→ Document extract
____
Fr. Charles G. O'Keefe of the Archdiocese of New York, accompanied the Ayde - Currans back to Nassau. Meanwhile, the Congregation of the Propagation of the faith in Rome was preparing to transfer responsibility for evangelizing the inhabitants of the Bahamas Islands from the Diocese of Charleston, South Carolin, to the Archdiocese of New York, U.S.A.
July 28, 1885 New York Archdiocese formally accepted responsibility for evangelization of residents in the Bahamas Island.
In August 1885, was established the first Catholic Parish in The Bahamas by Father Charles G. O'keefe of New York. The world famous missionary, St. Francis Xavier, was selected as its patron.
Father O'Keefe appointed a building committee, and within a few days, construction of a church to seat about 100 persons was stated. One of the building committee members, Samuel Theus Smith, was the maternal grandfather of Peter Bowe, father of Mrs. Ruth Bowe-Darville, currently a member of this Cathedral Parish.
____
→ Supplied data
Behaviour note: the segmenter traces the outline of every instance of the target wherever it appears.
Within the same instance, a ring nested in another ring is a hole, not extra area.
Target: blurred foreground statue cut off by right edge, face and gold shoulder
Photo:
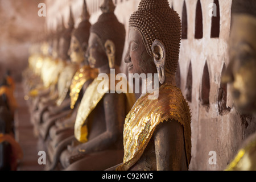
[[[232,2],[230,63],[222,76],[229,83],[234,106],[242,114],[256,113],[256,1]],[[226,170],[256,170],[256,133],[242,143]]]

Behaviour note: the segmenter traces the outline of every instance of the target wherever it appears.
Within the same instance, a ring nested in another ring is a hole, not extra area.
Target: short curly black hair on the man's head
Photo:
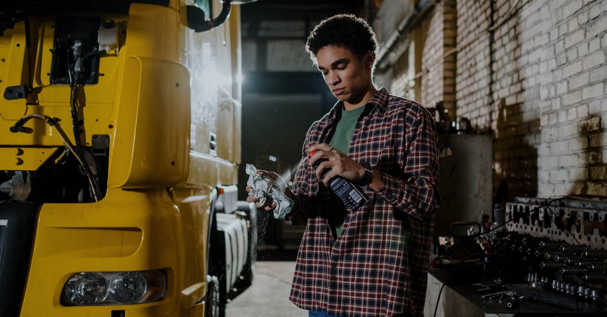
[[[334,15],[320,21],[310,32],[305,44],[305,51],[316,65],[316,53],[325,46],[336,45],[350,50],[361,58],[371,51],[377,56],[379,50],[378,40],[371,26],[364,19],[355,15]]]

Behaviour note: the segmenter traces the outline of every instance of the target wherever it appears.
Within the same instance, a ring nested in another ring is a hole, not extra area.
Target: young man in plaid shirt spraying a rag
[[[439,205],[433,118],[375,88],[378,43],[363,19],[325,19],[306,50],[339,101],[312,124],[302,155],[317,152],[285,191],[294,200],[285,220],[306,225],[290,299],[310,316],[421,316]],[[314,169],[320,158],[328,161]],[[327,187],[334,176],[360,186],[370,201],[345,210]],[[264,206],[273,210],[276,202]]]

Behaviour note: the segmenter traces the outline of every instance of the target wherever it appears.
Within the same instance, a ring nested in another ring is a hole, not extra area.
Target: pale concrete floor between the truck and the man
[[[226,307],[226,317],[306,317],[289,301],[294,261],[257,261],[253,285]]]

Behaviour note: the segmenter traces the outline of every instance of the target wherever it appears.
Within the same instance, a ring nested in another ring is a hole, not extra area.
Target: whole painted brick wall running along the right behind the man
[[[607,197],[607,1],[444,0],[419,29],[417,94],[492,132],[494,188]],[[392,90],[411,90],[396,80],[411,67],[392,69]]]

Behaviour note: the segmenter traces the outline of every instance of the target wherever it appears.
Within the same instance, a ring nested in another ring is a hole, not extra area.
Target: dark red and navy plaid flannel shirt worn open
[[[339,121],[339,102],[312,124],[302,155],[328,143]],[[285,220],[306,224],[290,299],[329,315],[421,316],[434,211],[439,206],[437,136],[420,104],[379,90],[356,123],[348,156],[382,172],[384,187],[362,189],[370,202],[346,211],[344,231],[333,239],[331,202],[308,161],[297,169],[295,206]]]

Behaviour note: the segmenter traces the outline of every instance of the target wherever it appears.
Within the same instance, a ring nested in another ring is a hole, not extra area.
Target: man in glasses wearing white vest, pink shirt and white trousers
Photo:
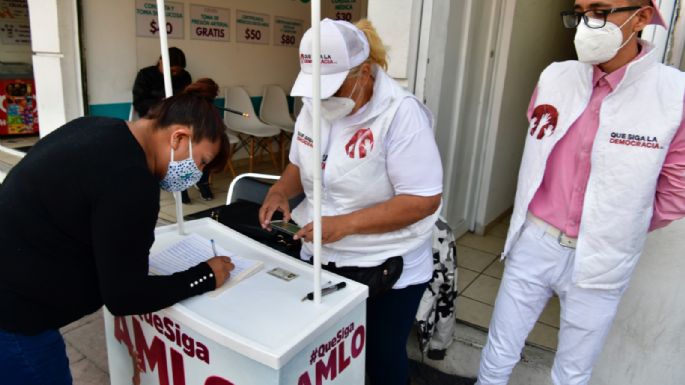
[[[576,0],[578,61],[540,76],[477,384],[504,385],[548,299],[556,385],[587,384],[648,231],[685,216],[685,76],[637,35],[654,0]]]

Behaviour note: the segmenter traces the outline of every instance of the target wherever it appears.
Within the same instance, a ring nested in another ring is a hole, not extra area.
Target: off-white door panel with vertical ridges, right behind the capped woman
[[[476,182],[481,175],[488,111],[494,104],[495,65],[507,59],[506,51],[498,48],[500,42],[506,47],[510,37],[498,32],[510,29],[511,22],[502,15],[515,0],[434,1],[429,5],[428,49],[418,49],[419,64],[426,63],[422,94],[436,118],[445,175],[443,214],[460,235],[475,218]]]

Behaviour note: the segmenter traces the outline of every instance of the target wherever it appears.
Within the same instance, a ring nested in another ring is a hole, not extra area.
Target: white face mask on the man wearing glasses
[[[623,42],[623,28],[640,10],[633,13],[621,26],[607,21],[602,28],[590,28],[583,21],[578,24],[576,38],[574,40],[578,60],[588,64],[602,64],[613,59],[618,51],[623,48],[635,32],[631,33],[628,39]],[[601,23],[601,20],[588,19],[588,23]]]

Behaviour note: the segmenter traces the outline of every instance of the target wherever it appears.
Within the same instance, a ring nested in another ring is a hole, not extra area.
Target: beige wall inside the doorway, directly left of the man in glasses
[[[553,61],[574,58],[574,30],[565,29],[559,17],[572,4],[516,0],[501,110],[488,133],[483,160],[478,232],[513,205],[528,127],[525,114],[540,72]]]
____
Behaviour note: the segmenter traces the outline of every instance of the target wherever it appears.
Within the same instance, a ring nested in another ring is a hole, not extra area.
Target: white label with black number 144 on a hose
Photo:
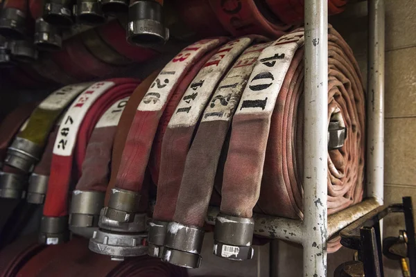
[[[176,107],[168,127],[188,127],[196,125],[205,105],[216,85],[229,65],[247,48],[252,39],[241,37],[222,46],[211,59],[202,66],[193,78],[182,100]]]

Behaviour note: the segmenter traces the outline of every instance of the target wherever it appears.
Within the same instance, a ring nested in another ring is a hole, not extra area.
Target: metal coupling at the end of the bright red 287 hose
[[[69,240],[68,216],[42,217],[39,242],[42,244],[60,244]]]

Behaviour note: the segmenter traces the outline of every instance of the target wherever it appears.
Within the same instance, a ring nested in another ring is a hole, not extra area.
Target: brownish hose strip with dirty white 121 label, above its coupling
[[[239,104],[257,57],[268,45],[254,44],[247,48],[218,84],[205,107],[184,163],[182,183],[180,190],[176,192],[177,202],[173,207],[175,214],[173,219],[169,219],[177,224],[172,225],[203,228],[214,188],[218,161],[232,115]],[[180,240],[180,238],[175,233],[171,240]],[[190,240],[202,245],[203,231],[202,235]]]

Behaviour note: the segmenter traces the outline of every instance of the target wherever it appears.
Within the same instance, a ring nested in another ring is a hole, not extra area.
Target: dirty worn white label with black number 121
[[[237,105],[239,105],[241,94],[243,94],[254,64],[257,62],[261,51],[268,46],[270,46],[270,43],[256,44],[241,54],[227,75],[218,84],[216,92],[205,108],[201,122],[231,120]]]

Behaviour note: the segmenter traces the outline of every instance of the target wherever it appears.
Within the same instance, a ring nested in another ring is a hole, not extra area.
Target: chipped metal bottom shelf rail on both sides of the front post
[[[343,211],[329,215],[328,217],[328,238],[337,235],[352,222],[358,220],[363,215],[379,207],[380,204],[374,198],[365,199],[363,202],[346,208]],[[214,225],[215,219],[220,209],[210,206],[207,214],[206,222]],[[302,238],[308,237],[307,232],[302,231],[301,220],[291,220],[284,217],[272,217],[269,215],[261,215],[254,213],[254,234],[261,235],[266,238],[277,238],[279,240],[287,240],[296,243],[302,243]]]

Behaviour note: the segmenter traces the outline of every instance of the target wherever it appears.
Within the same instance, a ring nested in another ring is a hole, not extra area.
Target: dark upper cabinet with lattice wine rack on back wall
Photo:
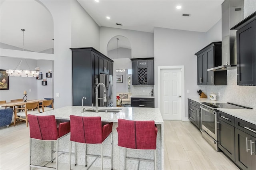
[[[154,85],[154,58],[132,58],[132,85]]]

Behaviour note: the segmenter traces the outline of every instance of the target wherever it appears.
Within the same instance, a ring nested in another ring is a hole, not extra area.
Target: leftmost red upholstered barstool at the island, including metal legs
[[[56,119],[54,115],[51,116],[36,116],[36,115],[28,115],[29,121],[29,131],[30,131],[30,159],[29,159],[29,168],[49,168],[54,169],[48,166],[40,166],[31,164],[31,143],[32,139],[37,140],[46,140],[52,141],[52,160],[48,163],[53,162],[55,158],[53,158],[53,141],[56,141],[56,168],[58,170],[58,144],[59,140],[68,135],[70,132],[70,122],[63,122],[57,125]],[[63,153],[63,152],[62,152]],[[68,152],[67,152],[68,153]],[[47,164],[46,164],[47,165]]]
____
→ Your task
Pick up the account of the first Catholic parish in the Bahamas, shown above, after its last sentence and carry it forward.

→ Task answer
Lady Georgiana Ayde-Curran who strove incessantly for a resident priest and an established Catholic church in Nassau, laid the cornerstone for St. Francis Xavier Church on a small lot on West St. hilltop, which overlooks the Western entrance to Nassau Harbour.
Nov. 7 of 1886, The first Mass for the parish, in the newly completed little church, was offered by Father A.J. Ryan of the Archdiocese of New York.
Feb. 13, 1887, Most Rev. Michael A. Corrigan, Archbishop of New York, dedicated little St. Francis Xavier Church.